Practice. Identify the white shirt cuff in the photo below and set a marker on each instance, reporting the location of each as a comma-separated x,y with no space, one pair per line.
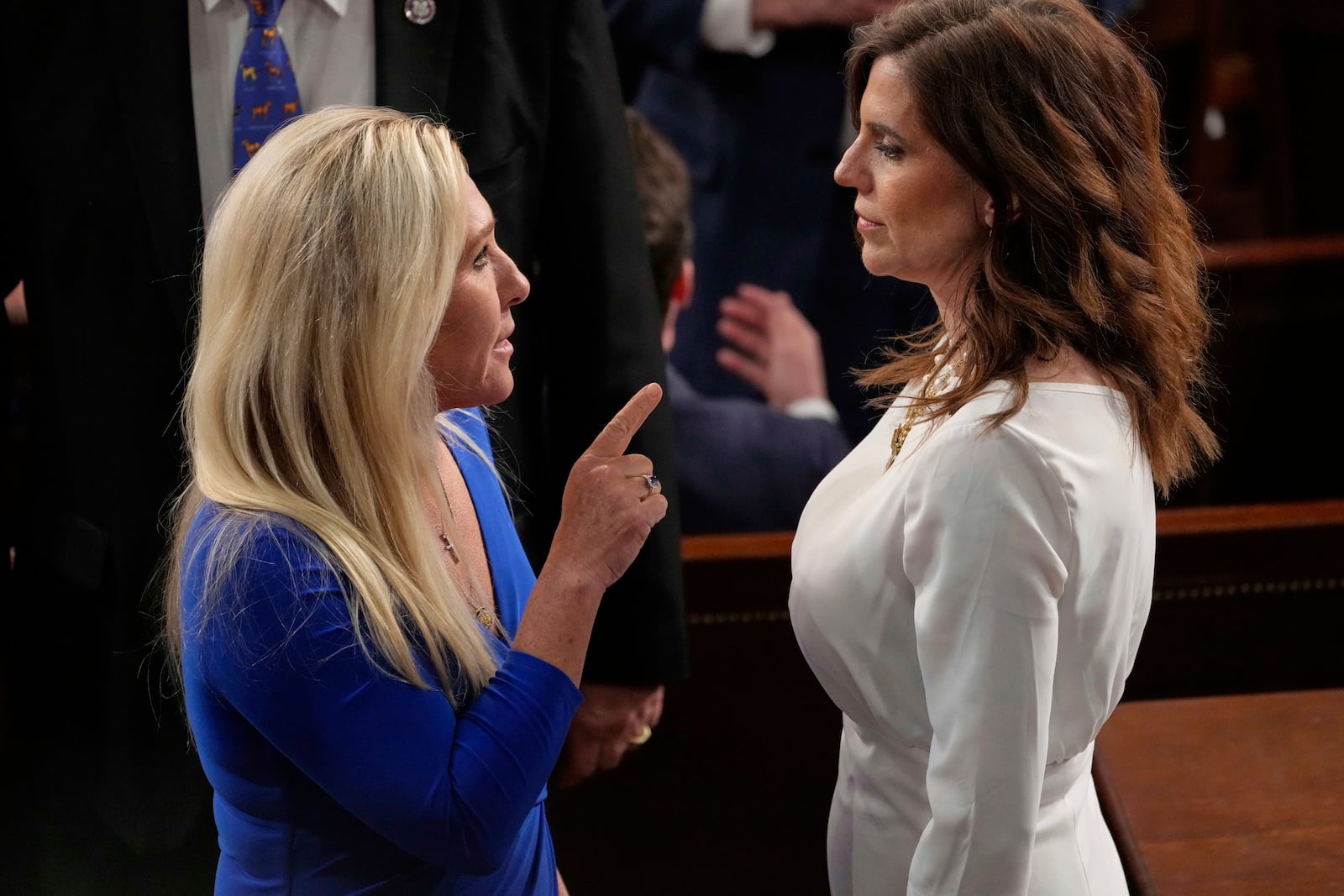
726,26
817,409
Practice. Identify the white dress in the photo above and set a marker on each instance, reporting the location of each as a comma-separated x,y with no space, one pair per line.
974,611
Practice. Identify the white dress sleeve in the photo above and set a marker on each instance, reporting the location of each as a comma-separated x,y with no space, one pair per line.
987,539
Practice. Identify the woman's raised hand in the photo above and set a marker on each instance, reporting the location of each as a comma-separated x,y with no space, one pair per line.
612,500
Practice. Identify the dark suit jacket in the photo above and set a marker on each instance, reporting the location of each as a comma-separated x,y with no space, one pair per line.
763,139
746,468
102,186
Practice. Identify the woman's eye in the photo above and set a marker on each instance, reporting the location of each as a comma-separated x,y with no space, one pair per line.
889,150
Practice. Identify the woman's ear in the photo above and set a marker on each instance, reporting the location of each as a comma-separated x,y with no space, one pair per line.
1014,210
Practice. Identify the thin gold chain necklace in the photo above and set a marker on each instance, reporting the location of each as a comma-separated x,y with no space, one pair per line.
483,611
898,436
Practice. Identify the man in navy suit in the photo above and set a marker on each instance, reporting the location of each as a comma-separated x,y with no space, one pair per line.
745,465
756,105
104,187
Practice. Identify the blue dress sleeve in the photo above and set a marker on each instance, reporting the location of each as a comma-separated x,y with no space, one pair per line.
449,788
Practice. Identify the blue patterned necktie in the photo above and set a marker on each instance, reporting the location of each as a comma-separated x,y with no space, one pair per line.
265,92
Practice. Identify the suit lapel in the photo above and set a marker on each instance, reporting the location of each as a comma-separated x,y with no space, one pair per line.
414,62
161,134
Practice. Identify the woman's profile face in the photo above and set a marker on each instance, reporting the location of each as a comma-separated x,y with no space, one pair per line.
920,215
470,355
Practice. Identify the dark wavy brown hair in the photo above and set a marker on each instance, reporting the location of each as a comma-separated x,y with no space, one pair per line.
1092,246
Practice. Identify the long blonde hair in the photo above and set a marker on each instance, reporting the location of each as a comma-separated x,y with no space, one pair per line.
327,270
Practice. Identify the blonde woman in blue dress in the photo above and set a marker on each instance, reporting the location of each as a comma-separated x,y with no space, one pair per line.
972,582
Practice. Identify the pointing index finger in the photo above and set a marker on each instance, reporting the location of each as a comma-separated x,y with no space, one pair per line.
616,436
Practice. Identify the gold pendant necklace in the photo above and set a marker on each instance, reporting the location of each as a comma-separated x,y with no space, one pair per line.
483,611
898,436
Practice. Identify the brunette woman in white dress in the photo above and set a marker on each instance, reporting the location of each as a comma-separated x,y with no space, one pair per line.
972,582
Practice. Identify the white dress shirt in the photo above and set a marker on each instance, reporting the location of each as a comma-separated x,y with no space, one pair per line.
329,43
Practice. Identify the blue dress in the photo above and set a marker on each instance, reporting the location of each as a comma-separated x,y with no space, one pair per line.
333,777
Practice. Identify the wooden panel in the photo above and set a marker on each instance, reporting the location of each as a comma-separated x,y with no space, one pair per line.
1238,795
732,793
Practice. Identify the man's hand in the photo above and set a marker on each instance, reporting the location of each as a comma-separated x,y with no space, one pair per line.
612,720
772,345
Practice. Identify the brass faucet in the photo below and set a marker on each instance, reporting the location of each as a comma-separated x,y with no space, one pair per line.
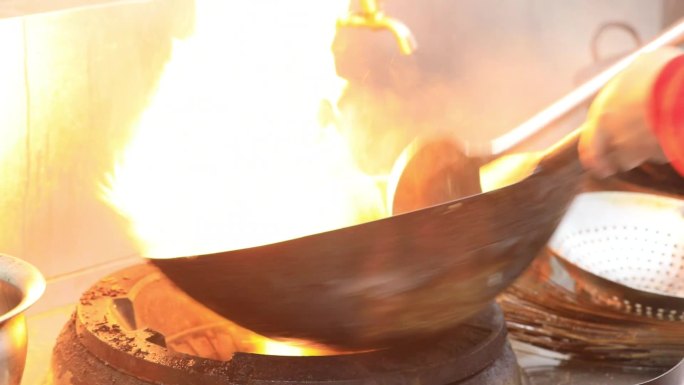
371,16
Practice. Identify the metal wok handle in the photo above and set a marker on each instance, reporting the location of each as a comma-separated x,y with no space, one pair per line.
674,376
563,154
580,95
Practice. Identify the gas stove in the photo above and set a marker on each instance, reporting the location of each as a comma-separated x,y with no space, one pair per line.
135,327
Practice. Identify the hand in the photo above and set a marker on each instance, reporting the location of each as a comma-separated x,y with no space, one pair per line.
616,135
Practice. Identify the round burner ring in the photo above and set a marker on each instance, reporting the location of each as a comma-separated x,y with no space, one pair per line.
112,325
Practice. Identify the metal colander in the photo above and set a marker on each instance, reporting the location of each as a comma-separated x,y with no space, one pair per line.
626,250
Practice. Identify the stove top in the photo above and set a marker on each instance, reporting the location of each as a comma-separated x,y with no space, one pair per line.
135,327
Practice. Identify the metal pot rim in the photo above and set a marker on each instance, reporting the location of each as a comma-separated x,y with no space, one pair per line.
25,277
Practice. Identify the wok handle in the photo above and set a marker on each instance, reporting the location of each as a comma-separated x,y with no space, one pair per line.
563,153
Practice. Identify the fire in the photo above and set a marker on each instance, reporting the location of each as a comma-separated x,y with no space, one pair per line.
239,147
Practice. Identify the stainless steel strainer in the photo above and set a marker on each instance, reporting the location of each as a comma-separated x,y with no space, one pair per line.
626,251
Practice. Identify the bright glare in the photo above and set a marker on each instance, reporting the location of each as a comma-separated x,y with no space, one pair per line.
231,151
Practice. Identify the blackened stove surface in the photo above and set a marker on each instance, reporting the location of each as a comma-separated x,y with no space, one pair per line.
111,339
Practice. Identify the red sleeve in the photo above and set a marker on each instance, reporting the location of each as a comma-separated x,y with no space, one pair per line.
666,111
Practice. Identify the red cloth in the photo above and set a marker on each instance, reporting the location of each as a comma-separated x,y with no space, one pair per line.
666,111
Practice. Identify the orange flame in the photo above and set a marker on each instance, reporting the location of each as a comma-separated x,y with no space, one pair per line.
231,151
238,147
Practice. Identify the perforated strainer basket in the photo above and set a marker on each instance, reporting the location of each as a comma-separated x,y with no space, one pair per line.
626,251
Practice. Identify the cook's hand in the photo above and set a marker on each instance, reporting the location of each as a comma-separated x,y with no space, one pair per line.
616,135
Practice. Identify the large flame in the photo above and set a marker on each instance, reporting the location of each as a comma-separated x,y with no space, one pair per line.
238,147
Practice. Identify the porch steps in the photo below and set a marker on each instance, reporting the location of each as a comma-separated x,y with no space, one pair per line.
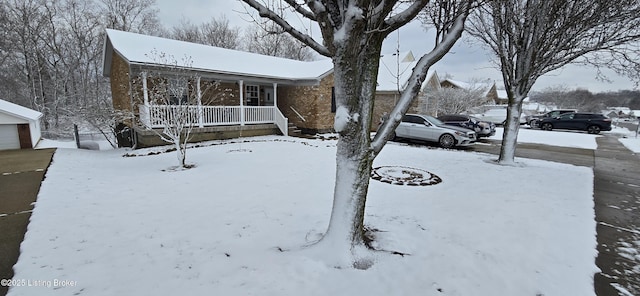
294,131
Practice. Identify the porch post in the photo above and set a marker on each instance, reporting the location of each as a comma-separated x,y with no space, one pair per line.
199,94
145,90
145,113
275,99
241,85
275,95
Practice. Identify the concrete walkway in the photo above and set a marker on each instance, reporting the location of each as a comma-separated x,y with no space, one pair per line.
21,172
617,200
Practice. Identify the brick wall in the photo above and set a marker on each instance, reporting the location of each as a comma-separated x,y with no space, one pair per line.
313,103
119,79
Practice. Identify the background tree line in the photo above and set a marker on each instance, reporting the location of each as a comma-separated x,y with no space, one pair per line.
51,53
586,101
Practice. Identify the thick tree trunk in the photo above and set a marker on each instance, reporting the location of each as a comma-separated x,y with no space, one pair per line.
510,134
355,78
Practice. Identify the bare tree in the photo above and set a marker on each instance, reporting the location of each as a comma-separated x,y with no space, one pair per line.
533,37
176,92
352,33
217,32
137,16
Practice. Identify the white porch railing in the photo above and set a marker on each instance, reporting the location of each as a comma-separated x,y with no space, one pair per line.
156,116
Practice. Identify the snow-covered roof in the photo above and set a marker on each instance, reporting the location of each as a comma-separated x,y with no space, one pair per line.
19,111
140,49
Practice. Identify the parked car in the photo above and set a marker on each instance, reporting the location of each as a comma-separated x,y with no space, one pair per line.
430,129
593,123
482,128
532,120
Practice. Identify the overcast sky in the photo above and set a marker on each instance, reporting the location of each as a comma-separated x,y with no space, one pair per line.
465,62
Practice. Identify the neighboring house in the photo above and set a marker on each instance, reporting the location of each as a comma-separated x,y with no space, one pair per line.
487,90
255,94
19,126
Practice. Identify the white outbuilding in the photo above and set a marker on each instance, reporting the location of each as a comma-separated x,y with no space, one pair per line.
19,126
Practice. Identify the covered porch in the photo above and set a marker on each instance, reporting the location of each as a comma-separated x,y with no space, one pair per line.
257,106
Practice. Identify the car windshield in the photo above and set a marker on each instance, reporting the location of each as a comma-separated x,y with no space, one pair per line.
433,120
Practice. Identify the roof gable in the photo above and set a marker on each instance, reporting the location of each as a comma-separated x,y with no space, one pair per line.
139,49
19,111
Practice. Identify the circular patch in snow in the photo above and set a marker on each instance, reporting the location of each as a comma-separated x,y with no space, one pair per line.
399,175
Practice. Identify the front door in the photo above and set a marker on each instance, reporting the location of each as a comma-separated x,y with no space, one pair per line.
——
- **What is asked**: Quote only the lines from the line containing "Practice. Identify the covered" through the end of the listing, please, keeping both the first and the last line.

- **Reply**:
Practice. Identify the covered porch in the photo above and set a marker on each instance, reporting the location of each as a comma-separated x,y with no space, one pair per line.
257,106
Practice. Identify the car windshield in the photo above and set a marker on each instance, reporting the location of each as a comma-separated x,y with no space, one pair per line.
433,120
Practice. Identify the roof gable in the photo above and set a marker on each instance, reporting the location of each as a comma-separated x,y with no space, one pair per line.
139,49
19,111
Practice. Identify the circular patch in snow in the photo above and set a marker on each instance, reporting the location of each as a comma-separated x,y with no space, one pair per line.
399,175
Practice. Identify the front door in the photo above and set a marker on each instance, reporting the location of each as a comma-separated x,y with no space, one pair per line.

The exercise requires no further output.